Region annotation entries:
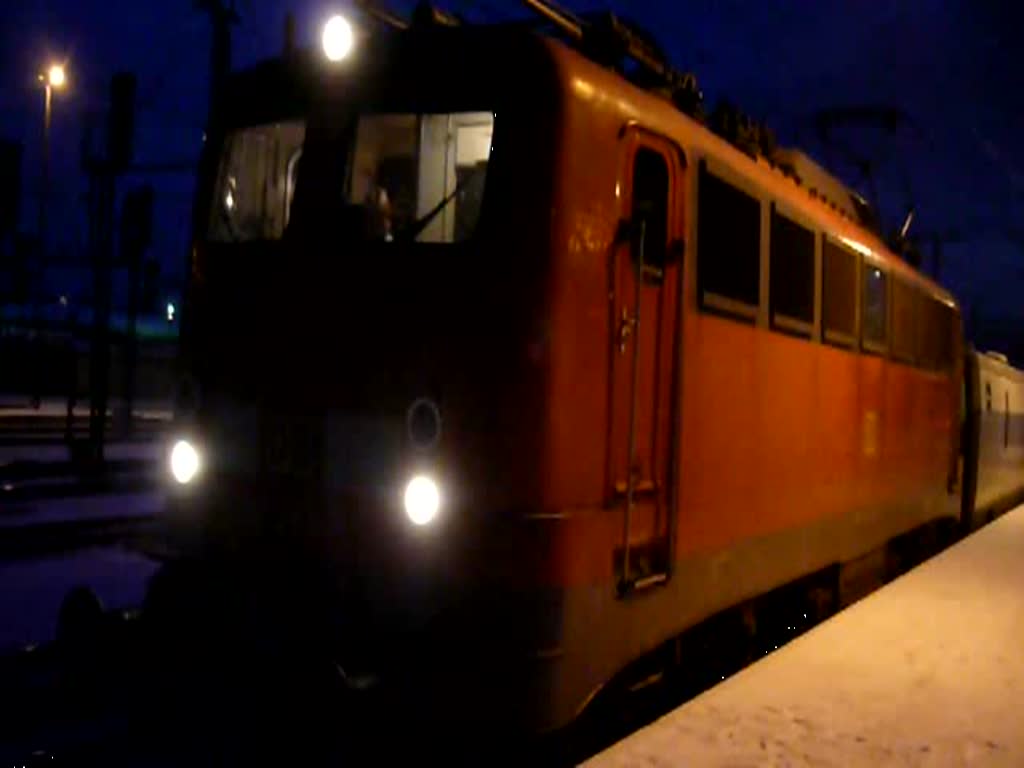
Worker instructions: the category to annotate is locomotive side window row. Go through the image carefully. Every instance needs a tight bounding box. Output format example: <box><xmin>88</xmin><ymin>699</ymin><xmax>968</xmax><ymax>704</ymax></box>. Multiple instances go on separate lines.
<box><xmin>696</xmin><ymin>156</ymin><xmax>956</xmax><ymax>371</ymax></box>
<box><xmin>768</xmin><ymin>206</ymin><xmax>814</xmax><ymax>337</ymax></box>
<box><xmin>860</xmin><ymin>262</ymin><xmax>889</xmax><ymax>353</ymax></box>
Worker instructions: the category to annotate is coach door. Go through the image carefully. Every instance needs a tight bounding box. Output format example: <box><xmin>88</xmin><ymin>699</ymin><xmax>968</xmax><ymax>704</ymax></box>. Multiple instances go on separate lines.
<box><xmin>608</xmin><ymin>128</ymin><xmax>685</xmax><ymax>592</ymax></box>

* * *

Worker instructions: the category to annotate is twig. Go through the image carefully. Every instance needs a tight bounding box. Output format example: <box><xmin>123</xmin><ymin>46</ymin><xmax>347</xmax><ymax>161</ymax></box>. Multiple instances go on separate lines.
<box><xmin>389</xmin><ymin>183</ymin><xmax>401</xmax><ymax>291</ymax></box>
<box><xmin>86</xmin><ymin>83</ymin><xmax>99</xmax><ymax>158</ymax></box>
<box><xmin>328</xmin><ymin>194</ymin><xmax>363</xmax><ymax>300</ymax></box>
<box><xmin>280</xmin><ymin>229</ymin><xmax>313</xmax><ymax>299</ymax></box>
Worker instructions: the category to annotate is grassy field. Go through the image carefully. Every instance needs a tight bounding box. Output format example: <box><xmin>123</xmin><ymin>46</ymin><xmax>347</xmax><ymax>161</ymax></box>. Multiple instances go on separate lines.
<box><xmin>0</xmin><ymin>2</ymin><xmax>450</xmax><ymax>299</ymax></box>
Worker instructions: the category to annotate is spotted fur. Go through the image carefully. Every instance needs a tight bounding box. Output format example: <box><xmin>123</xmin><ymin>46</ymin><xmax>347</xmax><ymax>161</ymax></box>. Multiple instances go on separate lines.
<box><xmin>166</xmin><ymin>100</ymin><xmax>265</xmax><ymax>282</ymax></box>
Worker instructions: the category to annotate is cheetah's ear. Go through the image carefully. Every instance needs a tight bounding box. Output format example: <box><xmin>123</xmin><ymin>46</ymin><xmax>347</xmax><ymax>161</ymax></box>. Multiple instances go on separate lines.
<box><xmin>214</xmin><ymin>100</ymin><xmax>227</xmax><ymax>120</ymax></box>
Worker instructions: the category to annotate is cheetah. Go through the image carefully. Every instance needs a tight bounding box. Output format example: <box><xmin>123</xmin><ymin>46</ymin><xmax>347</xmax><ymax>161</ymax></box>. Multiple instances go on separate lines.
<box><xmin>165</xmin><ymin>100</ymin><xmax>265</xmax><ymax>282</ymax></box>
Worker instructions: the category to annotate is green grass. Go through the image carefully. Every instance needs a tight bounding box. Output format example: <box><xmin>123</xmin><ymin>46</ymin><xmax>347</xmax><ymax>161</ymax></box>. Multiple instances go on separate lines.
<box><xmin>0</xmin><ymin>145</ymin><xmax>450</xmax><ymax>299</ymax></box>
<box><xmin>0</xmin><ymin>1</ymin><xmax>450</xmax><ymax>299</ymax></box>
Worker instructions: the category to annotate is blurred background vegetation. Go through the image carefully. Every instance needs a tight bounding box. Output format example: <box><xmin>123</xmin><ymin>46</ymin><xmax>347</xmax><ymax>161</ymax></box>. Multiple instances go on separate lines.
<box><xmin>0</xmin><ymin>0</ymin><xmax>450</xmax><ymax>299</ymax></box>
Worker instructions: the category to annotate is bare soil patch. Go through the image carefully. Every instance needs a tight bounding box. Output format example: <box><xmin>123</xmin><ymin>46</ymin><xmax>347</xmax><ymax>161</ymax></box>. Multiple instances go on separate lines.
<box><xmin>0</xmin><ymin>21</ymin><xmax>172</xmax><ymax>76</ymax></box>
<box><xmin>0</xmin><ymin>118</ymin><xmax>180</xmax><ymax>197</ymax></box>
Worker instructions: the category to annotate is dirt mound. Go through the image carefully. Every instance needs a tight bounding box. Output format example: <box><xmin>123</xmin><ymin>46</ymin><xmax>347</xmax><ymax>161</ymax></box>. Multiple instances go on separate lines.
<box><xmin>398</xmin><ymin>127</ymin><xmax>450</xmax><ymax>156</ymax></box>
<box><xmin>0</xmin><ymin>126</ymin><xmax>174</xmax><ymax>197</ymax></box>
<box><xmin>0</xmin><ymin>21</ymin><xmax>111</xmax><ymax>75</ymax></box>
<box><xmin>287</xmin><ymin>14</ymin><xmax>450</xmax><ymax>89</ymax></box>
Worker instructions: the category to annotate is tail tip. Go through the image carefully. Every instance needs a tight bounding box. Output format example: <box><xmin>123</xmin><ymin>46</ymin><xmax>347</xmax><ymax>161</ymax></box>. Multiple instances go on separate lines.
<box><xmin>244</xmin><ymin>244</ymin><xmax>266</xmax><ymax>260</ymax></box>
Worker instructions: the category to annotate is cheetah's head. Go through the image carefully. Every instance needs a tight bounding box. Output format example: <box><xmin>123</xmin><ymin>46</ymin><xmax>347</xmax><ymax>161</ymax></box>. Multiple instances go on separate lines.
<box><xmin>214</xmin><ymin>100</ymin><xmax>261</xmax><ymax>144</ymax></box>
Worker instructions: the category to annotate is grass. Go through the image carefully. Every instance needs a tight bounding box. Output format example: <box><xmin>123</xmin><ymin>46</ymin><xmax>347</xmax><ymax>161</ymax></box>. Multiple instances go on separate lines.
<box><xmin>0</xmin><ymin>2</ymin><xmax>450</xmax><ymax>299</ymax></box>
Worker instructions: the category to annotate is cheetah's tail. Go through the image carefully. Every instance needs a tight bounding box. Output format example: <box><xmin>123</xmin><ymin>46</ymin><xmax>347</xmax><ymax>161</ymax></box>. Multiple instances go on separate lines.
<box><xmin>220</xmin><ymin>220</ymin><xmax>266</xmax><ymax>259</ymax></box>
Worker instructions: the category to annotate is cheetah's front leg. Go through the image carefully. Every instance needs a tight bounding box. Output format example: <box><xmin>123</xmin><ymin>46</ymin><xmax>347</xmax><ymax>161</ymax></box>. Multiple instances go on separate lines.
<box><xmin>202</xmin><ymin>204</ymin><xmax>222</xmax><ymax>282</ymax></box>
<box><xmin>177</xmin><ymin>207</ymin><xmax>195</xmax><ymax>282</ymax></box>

Work to complete: Count the lines of the records above that contain the word "twig", matching its case exactly. Reply with only the number.

Correct response: 1